Return the material below word for word, with every line kept unchanged.

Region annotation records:
[Start]

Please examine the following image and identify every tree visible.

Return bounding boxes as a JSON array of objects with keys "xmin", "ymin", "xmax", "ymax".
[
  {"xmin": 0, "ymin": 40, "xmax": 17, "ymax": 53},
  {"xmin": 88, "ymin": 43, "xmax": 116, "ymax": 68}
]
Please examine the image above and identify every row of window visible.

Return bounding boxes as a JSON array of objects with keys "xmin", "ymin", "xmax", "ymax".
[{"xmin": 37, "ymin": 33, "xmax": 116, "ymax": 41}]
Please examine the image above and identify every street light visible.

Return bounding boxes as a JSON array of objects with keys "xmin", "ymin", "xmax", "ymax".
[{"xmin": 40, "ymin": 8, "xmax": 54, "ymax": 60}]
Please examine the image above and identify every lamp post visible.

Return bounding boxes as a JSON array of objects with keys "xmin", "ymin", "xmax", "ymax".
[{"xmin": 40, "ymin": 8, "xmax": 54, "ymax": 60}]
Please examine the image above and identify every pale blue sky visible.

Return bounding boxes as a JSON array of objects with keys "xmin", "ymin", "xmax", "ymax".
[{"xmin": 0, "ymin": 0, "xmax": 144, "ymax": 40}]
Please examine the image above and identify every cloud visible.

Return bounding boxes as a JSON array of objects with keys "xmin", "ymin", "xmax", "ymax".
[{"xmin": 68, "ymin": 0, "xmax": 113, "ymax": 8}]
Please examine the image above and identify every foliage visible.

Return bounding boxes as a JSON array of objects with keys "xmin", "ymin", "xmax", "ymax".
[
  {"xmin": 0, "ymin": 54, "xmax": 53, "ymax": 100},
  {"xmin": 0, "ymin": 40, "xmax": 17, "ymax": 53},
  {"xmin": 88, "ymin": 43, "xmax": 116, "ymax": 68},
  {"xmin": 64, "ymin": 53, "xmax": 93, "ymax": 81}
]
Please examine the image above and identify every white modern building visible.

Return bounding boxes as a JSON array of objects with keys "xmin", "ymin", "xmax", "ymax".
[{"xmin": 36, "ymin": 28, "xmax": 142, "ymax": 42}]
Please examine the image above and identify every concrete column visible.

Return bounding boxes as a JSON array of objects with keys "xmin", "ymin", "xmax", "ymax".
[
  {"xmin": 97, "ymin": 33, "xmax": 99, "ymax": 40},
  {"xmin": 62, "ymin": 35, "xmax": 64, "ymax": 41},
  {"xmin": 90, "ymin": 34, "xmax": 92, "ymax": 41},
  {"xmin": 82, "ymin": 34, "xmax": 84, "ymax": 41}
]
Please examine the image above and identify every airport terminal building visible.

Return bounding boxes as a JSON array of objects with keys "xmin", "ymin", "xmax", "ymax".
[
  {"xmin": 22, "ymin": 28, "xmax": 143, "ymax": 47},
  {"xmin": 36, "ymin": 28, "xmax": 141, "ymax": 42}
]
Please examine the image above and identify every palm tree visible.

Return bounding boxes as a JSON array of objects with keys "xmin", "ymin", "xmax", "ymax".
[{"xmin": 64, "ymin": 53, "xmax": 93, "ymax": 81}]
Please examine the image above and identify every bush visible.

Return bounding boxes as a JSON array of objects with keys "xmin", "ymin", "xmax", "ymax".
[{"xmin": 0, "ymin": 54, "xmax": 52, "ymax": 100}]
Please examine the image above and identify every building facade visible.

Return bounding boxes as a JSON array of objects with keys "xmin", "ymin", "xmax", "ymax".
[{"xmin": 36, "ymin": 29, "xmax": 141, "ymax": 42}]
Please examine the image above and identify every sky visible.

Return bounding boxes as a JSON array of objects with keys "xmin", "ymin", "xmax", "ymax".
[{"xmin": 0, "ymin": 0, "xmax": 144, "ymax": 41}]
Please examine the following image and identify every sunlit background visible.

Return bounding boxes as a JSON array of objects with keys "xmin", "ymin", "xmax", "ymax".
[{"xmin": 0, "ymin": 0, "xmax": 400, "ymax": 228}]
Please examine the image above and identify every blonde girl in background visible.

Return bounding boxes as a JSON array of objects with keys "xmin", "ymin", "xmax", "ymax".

[End]

Written answer:
Please examine the following image and identify every tree visible.

Return bounding boxes as a JSON array of objects with keys "xmin", "ymin", "xmax", "ymax".
[
  {"xmin": 0, "ymin": 40, "xmax": 17, "ymax": 53},
  {"xmin": 88, "ymin": 43, "xmax": 116, "ymax": 68}
]
Please examine the image above and identify every row of window visible.

Return bounding boxes as a JSON array of objects with keys "xmin", "ymin", "xmax", "ymax".
[{"xmin": 37, "ymin": 33, "xmax": 116, "ymax": 41}]
Please examine the image above and identify every street light visible.

Return bounding boxes as a JSON array of objects with keys "xmin", "ymin", "xmax", "ymax".
[{"xmin": 40, "ymin": 8, "xmax": 54, "ymax": 60}]
Please examine the image above and identify every lamp post visible.

Return bounding boxes as a JSON array of objects with keys "xmin", "ymin", "xmax", "ymax".
[{"xmin": 40, "ymin": 8, "xmax": 54, "ymax": 60}]
Please examine the image above and identify every pale blue sky visible.

Return bounding boxes as a JSON array of objects with keys "xmin", "ymin", "xmax", "ymax".
[{"xmin": 0, "ymin": 0, "xmax": 144, "ymax": 40}]
Please examine the image above and identify every cloud visible.

Return bounding boxes as a JSON array of objects with keys "xmin", "ymin", "xmax", "ymax".
[{"xmin": 68, "ymin": 0, "xmax": 113, "ymax": 8}]
Please examine the image above and identify every foliage visible.

Return bounding boxes as a JSON array of objects with keys "xmin", "ymin", "xmax", "ymax".
[
  {"xmin": 0, "ymin": 54, "xmax": 53, "ymax": 100},
  {"xmin": 0, "ymin": 40, "xmax": 17, "ymax": 53},
  {"xmin": 88, "ymin": 43, "xmax": 116, "ymax": 68},
  {"xmin": 64, "ymin": 53, "xmax": 93, "ymax": 81}
]
Please examine the image above and identify every white modern building visible.

Return bounding boxes as a JSON array of objects with keys "xmin", "ymin", "xmax", "ymax".
[{"xmin": 36, "ymin": 28, "xmax": 142, "ymax": 42}]
Please examine the image above and identify every concrete column visible.

Return bounding boxes as a JSON array of objects with keys "xmin", "ymin", "xmax", "ymax".
[
  {"xmin": 97, "ymin": 33, "xmax": 99, "ymax": 40},
  {"xmin": 62, "ymin": 35, "xmax": 64, "ymax": 41},
  {"xmin": 90, "ymin": 34, "xmax": 92, "ymax": 41},
  {"xmin": 82, "ymin": 34, "xmax": 84, "ymax": 41}
]
Please examine the image above and identify every airport terminal building visible.

Return bounding boxes as a JSON array of objects with keys "xmin", "ymin", "xmax", "ymax".
[
  {"xmin": 22, "ymin": 28, "xmax": 143, "ymax": 47},
  {"xmin": 36, "ymin": 28, "xmax": 141, "ymax": 42}
]
Please examine the image above and identify every palm tree visible.

Return bounding boxes as a JSON array of objects with keys "xmin", "ymin", "xmax", "ymax".
[{"xmin": 64, "ymin": 53, "xmax": 93, "ymax": 81}]
Please examine the image above and identify every bush visible.

Return bounding boxes as a JSON array of objects with keys "xmin", "ymin", "xmax", "ymax".
[{"xmin": 0, "ymin": 54, "xmax": 52, "ymax": 100}]
Please examine the image above and identify every building facade visible.

Return bounding boxes as a JSON array of objects with keys "xmin", "ymin", "xmax", "ymax".
[{"xmin": 36, "ymin": 29, "xmax": 141, "ymax": 42}]
Please examine the image above and identify every sky visible.

Return bounding boxes as a JSON array of objects with keys "xmin", "ymin", "xmax", "ymax".
[{"xmin": 0, "ymin": 0, "xmax": 144, "ymax": 41}]
Please examine the following image and identify every sunlit background visible.

Return bounding boxes as a JSON array of objects with keys "xmin", "ymin", "xmax", "ymax".
[{"xmin": 0, "ymin": 0, "xmax": 400, "ymax": 228}]
Please examine the image above and identify every blonde girl in background visible.

Return bounding boxes as a JSON array of objects with keys "xmin", "ymin", "xmax", "ymax".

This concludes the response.